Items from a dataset
::::
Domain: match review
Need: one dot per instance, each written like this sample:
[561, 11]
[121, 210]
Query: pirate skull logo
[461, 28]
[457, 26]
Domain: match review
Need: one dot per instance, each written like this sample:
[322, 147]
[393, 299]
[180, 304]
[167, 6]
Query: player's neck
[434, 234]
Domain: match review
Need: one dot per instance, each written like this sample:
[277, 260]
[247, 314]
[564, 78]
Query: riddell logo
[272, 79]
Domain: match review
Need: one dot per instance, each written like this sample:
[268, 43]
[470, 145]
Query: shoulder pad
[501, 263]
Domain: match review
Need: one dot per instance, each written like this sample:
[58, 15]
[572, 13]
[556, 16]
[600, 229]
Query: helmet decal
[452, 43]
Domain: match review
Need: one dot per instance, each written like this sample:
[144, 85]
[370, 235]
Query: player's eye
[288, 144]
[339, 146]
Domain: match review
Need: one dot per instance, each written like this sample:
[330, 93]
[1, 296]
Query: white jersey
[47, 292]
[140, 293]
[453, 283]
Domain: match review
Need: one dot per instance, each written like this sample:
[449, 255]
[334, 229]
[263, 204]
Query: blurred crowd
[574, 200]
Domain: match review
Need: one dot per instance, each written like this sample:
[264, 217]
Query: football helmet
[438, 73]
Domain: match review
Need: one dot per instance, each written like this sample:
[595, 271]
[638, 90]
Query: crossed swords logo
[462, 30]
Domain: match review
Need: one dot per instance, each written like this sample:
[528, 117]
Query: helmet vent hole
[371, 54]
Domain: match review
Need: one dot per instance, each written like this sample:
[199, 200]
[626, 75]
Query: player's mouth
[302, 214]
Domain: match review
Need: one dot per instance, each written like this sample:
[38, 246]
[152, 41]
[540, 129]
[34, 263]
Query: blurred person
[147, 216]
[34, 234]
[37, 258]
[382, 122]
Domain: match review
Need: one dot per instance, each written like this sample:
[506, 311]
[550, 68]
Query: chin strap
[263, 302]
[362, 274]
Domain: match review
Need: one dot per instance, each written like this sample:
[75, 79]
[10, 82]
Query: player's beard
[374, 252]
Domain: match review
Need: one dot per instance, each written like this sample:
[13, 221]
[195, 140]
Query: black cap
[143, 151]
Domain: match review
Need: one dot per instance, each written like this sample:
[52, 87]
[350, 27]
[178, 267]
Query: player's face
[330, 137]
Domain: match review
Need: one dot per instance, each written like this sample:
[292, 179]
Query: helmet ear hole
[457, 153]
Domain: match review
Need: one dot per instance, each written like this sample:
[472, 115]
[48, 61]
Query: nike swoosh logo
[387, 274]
::::
**Task requirements:** Could you transcribe all of the data exactly as it is given?

**Task response:**
Domain: match review
Need: one dot per instance, each written like this sample:
[561, 11]
[121, 210]
Query: pirate skull logo
[461, 28]
[457, 26]
Domain: match review
Need: one dot per instance, each written like this sample:
[322, 147]
[393, 299]
[180, 304]
[167, 6]
Query: player's neck
[434, 234]
Domain: match review
Need: one dot per instance, each written like this sample:
[277, 260]
[247, 314]
[564, 78]
Query: riddell logo
[272, 79]
Domain: match review
Need: one dot per instance, each written like this sample:
[268, 43]
[470, 145]
Query: shoulder pad
[501, 263]
Domain: match review
Need: one dot per instance, each written like this sample:
[58, 15]
[572, 13]
[556, 16]
[600, 229]
Query: helmet decal
[452, 43]
Domain: match review
Need: one dot per instance, each written like this sample:
[144, 85]
[370, 235]
Query: player's eye
[288, 144]
[339, 146]
Domain: match review
Need: one dot per instance, each written like this sample:
[330, 93]
[1, 296]
Query: white jersey
[47, 292]
[140, 293]
[453, 283]
Domain: match review
Need: one dot per instance, each written like this sample:
[449, 255]
[334, 229]
[263, 204]
Query: blurred crowd
[574, 200]
Domain: match review
Need: one dot per instance, each written like this sample:
[264, 217]
Query: football helmet
[438, 73]
Domain: match review
Need: one dot per instance, each written like this sample:
[595, 271]
[638, 90]
Query: crossed swords logo
[462, 30]
Domain: match review
Need: one dot per instance, each written like this sample:
[528, 117]
Query: helmet vent hole
[371, 54]
Domain: match review
Need: one dot per instance, each written like this sample:
[199, 200]
[626, 75]
Query: player's mouth
[302, 214]
Domain: match review
Need: one dot per instance, each written like this sample:
[38, 246]
[152, 41]
[540, 129]
[34, 263]
Query: blurred person
[147, 216]
[34, 234]
[37, 258]
[382, 122]
Domain: match review
Need: one dot per instance, each written like this sample:
[506, 311]
[550, 68]
Query: chin strap
[263, 302]
[362, 274]
Domain: match review
Need: one dot per instance, each written like this sample:
[75, 79]
[10, 82]
Query: player's beard
[374, 252]
Domain: match review
Need: one dot per instance, each written like this sample:
[13, 221]
[195, 140]
Query: black cap
[143, 151]
Domain: match review
Need: one dot per instance, each written like this sample:
[52, 87]
[350, 27]
[178, 267]
Query: player's face
[330, 137]
Domain: match review
Need: one dot per instance, each written like this sample:
[292, 179]
Query: helmet ear hole
[457, 153]
Domain: match review
Need: one dot per instance, each written like this sample:
[472, 115]
[48, 61]
Query: nike swoosh logo
[387, 274]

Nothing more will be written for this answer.